Opdrachten ▸
[1] Hoe oud was de ik-figuur in 1997 volgens de tekst over de marine?
[2] Waarom ging de ik-figuur volgens de tekst over de marine tussen de medematrozen zitten? Geef de reden in één tot drie zinnen.
[3] Geef voor elke uitspraak aan of ze klopt met de tekst over de marine: (a) De ik-figuur dronk Earl Grey met suiker. (b) Het manschappenverblijf was bijna leeg. (c) De opleiding tot Odops was nog bezig toen de ik-figuur naar het eerste bootje ging.

-Homowater-

“Ga maar bij de marine Chris. Dat is goed voor je ontwikkeling”.
Ik hoor het mijn moeder nog zo zeggen.

Het was 1997.
Ik was 18 jaar oud.
Een paar maanden daarvoor was mijn eerste dag bij de Koninklijke Marine een feitelijkheid geworden.
Mijn opleiding tot Odops zat er inmiddels op en ik werd naar mijn eerste bootje gestuurd.
Ik stond aan de voet van de wereld welke van mij een ‘man’ zou gaan maken.
Met ongepaste ijver en gepaste onzekerheid zocht ik op deze plek naar mijn positie binnen een onmiskenbare mannenwereld.
Een enorm wiegend metalen gevaarte welke voor de maanden erop mijn ‘thuis’ zou zijn.

10:00:
Tijd voor een kop thee wat in de maritieme volksmond ook wel als ‘homowater’ werd aangeduid.
Ik kwam in het manschappen verblijf, welke tot mijn verbazing overvol was, en vernam dat er schijnbaar iets van gedeelde interesse op de televisie te zien was.
Ik voorzag mijzelf van een wit stenen mok Earl Grey, deed er wat suiker in en ging tussen mijn medematrozen zitten, om te zien waar deze onverdeelde aandacht zo op toegespitst was.

(Invoer voor het labelen van objectposities)
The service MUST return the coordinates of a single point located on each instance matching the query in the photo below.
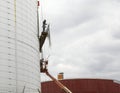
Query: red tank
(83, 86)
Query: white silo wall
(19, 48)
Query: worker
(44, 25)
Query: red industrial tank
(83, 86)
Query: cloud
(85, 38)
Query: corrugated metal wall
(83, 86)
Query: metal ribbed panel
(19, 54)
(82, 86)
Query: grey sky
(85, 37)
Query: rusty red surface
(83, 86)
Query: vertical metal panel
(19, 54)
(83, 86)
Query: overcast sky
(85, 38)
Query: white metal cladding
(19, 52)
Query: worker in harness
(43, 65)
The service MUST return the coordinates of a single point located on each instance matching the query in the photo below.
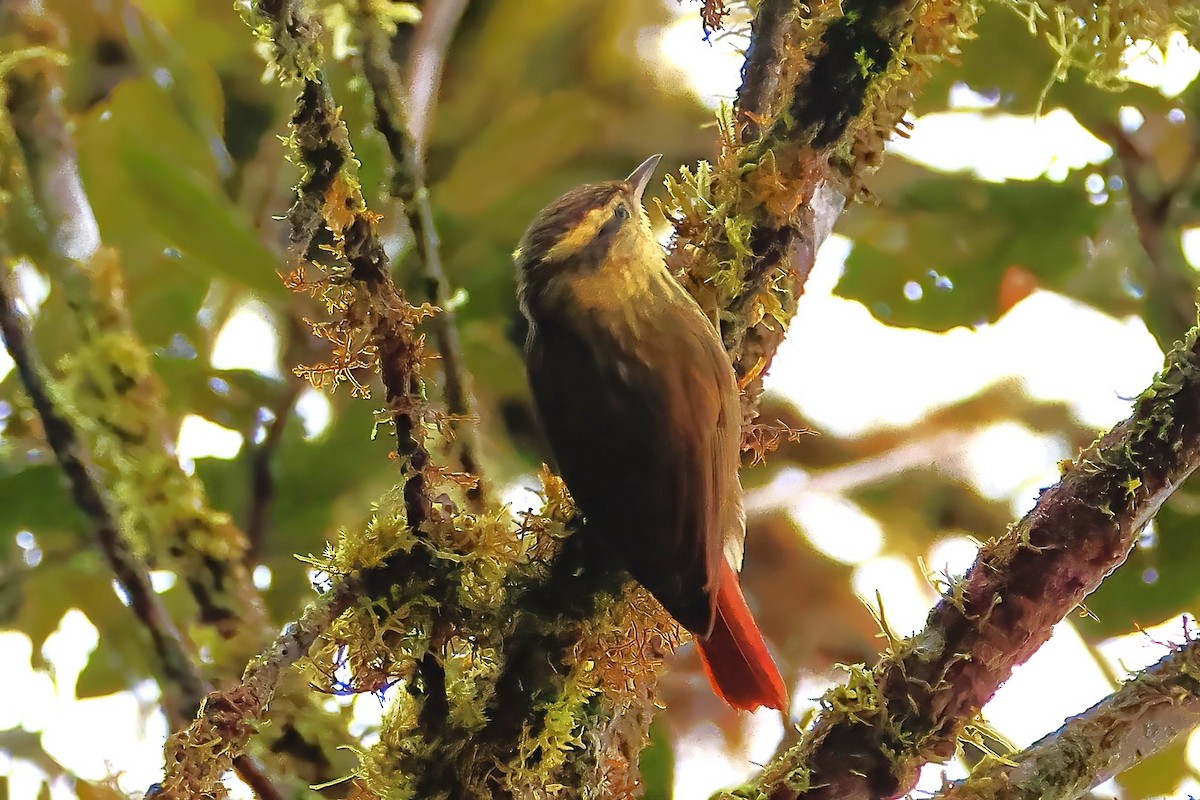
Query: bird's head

Volledige antwoorden ▸
[1] 18 jaar oud.

[2] De ik-figuur wilde zien waar de onverdeelde aandacht van de medematrozen op gericht was. Op de televisie was schijnbaar iets van gedeelde interesse te zien.

[3]
(a) Ja: "een wit stenen mok Earl Grey, deed er wat suiker in".
(b) Nee: "welke tot mijn verbazing overvol was".
(c) Nee: "Mijn opleiding tot Odops zat er inmiddels op".